*EXERCISE PROMPT:*
Reproduce every line of the entries below, requests included, adding 145 to each coordinate in the answers. Leave all numbers in the requests and their sample output formats unchanged.

*GIVEN DATA:*
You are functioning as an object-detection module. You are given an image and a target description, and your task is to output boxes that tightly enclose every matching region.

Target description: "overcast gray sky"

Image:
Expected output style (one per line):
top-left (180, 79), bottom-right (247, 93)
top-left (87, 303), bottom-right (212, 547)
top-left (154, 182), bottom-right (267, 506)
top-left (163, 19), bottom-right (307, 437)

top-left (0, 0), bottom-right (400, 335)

*ANSWER TO THIS EXERCISE:*
You are functioning as an object-detection module. You are given an image and a target description, and your task is to output boxes that tightly enclose every matching region.

Target description: "overcast gray sky"

Image:
Expected output style (one per line):
top-left (180, 79), bottom-right (247, 93)
top-left (87, 303), bottom-right (212, 547)
top-left (154, 182), bottom-right (267, 506)
top-left (163, 19), bottom-right (307, 437)

top-left (145, 145), bottom-right (545, 480)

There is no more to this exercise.